Quoted passage:
Markets

Outlook 2015: Business Cycle - UK Equities

UK equities should make upward progress in the year ahead given the backdrop of moderate growth, low interest rates and subdued inflation.

10/12/2014

Matt Hudson

Matt Hudson

Head of Business Cycle Equity Team

  • UK equities should make upward progress in the year ahead given the backdrop of moderate growth, low interest rates and subdued inflation.
  • Supportive monetary policy, with analysts and investors expecting continued policy intervention in the eurozone and Japan, should stave off deflation. 
  • We are seeking out those Value Defensive and Growth Defensive stocks with lower ratings and resilient earnings such as telecoms and pharmaceuticals.

 

A combination of patchy global growth and elevated indebtedness means the business cycle will be shallower than in the past.

UK equities look attractively valued as an asset class and we believe that a backdrop of moderate growth, low interest rates and subdued inflation should allow further upward progress to be made in the year ahead.

However, a combination of patchy global growth and elevated indebtedness means the business cycle, and in particular peak economic growth levels, will be shallower than in the past.  Periods of slower growth, as we have seen lately, will be met with concern on the part of investors and policy makers anxious about a return to recession and financial stress.

Nonetheless, despite this potential volatility, we believe that the potential for a recovery in capital investment and a likely increase in takeover activity are supportive, while the fall in the oil price should provide a fillip to economic growth. UK equity investors in particular could stand to benefit in the meantime from a prospective dividend yield of 3.8% and dividend growth of 6-8%.

 

UK equity investors in particular could stand to benefit in the meantime from a prospective dividend yield of 3.8% and dividend growth of 6-8%

Deflation fears overdone

Supportive monetary policy, with analysts and investors expecting continued policy intervention in the eurozone and Japan, should help to stave off deflation.  Indeed the deflationary fears which have driven ‘gilt proxies’, such as many of the utility companies found within Value Defensives, one of the seven style groupings followed by the Business Cycle equity team are fully valued for their expected earnings growth and in the main we have limited exposure to this area.

Excerpted records:
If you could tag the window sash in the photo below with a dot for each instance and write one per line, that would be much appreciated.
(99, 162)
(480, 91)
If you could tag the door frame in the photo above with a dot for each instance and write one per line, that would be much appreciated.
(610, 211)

--

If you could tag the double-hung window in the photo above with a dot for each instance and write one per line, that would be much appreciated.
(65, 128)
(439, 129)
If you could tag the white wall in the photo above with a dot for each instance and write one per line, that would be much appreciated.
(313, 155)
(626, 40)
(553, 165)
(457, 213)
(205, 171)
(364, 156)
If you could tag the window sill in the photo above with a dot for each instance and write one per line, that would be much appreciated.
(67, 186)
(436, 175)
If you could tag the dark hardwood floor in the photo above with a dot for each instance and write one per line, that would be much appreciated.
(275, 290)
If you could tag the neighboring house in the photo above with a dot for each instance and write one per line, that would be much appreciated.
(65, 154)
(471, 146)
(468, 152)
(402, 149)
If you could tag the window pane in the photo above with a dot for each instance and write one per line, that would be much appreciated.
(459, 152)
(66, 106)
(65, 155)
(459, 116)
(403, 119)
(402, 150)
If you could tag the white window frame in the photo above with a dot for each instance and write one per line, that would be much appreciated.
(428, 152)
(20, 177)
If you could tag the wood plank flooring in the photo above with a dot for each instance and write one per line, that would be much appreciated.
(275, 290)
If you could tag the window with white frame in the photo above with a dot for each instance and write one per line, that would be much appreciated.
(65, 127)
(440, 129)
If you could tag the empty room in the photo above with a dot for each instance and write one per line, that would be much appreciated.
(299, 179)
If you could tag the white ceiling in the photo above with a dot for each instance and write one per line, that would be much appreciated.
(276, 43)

---

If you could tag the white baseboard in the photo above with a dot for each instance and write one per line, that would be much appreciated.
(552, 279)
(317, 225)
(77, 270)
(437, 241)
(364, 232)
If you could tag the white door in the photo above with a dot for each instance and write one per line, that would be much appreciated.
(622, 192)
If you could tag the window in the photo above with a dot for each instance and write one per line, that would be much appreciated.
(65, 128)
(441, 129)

Task 1: Duplicate the part of the UK equities outlook that begins at the words "UK equities look" and stops after the words "and financial stress.".
Task 2: Pick up the UK equities outlook after its last sentence and write the next paragraph.
The records are separate material and are not connected to the UK equities outlook.

Written response 1:
UK equities look attractively valued as an asset class and we believe that a backdrop of moderate growth, low interest rates and subdued inflation should allow further upward progress to be made in the year ahead.

However, a combination of patchy global growth and elevated indebtedness means the business cycle, and in particular peak economic growth levels, will be shallower than in the past.  Periods of slower growth, as we have seen lately, will be met with concern on the part of investors and policy makers anxious about a return to recession and financial stress.

Written response 2:
Instead, we are seeking out those Value Defensive and Growth Defensive stocks with lower ratings and resilient earnings such as telecoms and pharmaceuticals. Elsewhere in our portfolios, we see value within the Financials style grouping including on a selective basis the UK banking sector where we see positive signs of a recovery in the regulatory capital position and an improved focus on core activities and hence ultimately a recovery in shareholder returns as well. The recent weakness in Commodity Cyclicals amid falling oil and metals prices should encourage a renewed focus by management teams on reducing capital investment and improving returns on equity and we continue to monitor these developments carefully.

DIVERGING GROWTH

 

Source: Thomson Datastream, Schroders. As at 7 October 2014

Low-growth world
We entered 2014 feeling that it would be a year where the business cycle would start to mature and where economic growth would moderate from prevailing high levels. This has turned out to be the case with somewhat patchy economic progress being made throughout the year. 

In the US and UK, economic performance has been decent with investors now looking ahead to an eventual normalisation of monetary policy.  In contrast, the eurozone and Japan and China have experienced growth headwinds (see chart). We expect this divergence between the world’s largest economies to continue in the short term. 

However, as the Federal Reserve looks to start raising rates at a time when eurozone and Japanese policymakers remain highly accommodative, the gap in GDP growth may well start to narrow. We remain of the view that stubbornly high levels of debt in the system make for subdued global economic growth in the medium term.

The maturing of the business cycle continues to make us cautious of those early cycle stocks where margins have recovered and where valuations are full.  We have already reduced exposure to the Consumer Cyclical and Industrial Cyclical style groupings which served us well when we came out of the 2008-2009 financial crisis.